+++ Quoted passage +++
The US-based brand Maiyet, which takes its name from the Egyptian goddess of harmony, searches the world for the unique materials and craftsmanship for its clothes and accessories. In partnership with Nest, an independent non-profit organization, Maiyet is working on training and developing artisan businesses. To show how fashion can be both glam and green, Maiyet uses celebrities like Daria Werbowy and the Slumdog millionaire star Frieda Pinto as brand ambassadors.

Kering is the world’s third largest luxury group after LVMH and Richemont, with combined annual sales of over US$10 billion. In 2013, Kering pioneered a group-wide Environmental Profit & Loss Account (EP&L), which values the environmental impacts of a business, across its entire supply chain. Expressing the scale of impacts in monetary terms, it enables companies to consider environmental impacts alongside conventional business costs and place sustainability at the core of business decisions.Footnote 19

The move is part of Kering’s broader sustainability strategy, which includes ambitious targets for eliminating harmful chemicals from production, auditing suppliers, offsetting CO2 emissions and reducing waste. Thanks to these actions, Kering has been recognized as an industry leader in the 2015 Dow Jones Sustainability Indices (DJSI) World and Europe, heading up the Textiles, Apparel & Luxury Goods sector for the second consecutive year.

One of Kering’s most successful brands is Stella McCartney. A life-long vegan and animal rights activist, Stella McCartney, has established herself as a leading name in the fashion industry and an advocate for cruelty-free fashion. She is famous for not using any animal leather or fur in her creations and has supported numerous environmental causes over the years, all the while making a profound impact on fashion for years to come. Stella McCartney remains to this day the only sizeable sustainable luxury brand with annual revenue around $200 million and presence in 70 countries (including 30 directly operated stores).

The majority of sustainability decisions are made at the design stage, with designers influencing up to 80 % of a product’s environmental impact. Honest By was founded by Belgian designer Bruno Pieters who started out at Hugo Boss but was soon outraged by the luxury fashion’s high mark-ups, up to 6000 % of the real cost of garments. So, he founded Honest By, which is the first luxury fashion brand to guarantee full price transparency. On Honest By website, one can find a detailed list of all the costs—from the in-soles of the shoes to the wages paid to the workers—that make up the brand’s truly honest price.

Scandinavia is a region that has recently made its mark on the fashion scene—from H&M, world’s second-biggest fashion retailer, to many more globally successful designer brands such as Acne Studios and By Malene Birger. Many Nordic countries look to sustainable fashion as the region’s USP. After the new Nordic cuisine took the world by storm, could now be the turn for the new Nordic fashion?
+++
▸ Work instructions
A. Translate this sentence from the passage on sustainable luxury fashion into Spanish: "The majority of sustainability decisions are made at the design stage, with designers influencing up to 80 % of a product’s environmental impact."
B. For each statement, answer yes or no according to the passage on sustainable luxury fashion, and quote the words that decide it: (i) Kering is the largest luxury group in the world. (ii) Bruno Pieters started out at Hugo Boss. (iii) Stella McCartney uses fur in some of her creations.
The listing is separate material and has no connection to the passage on sustainable luxury fashion.
+++ Supplied data +++
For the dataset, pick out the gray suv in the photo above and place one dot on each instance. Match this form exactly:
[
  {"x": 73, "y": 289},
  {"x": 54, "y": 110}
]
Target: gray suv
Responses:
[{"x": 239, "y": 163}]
+++
▸ Solutions to the problems
A. La mayoría de las decisiones sobre sostenibilidad se toman en la fase de diseño, y los diseñadores influyen hasta en un 80 % del impacto ambiental de un producto.

B.
(i) No: "Kering is the world’s third largest luxury group after LVMH and Richemont"
(ii) Yes: "Belgian designer Bruno Pieters who started out at Hugo Boss"
(iii) No: "She is famous for not using any animal leather or fur in her creations"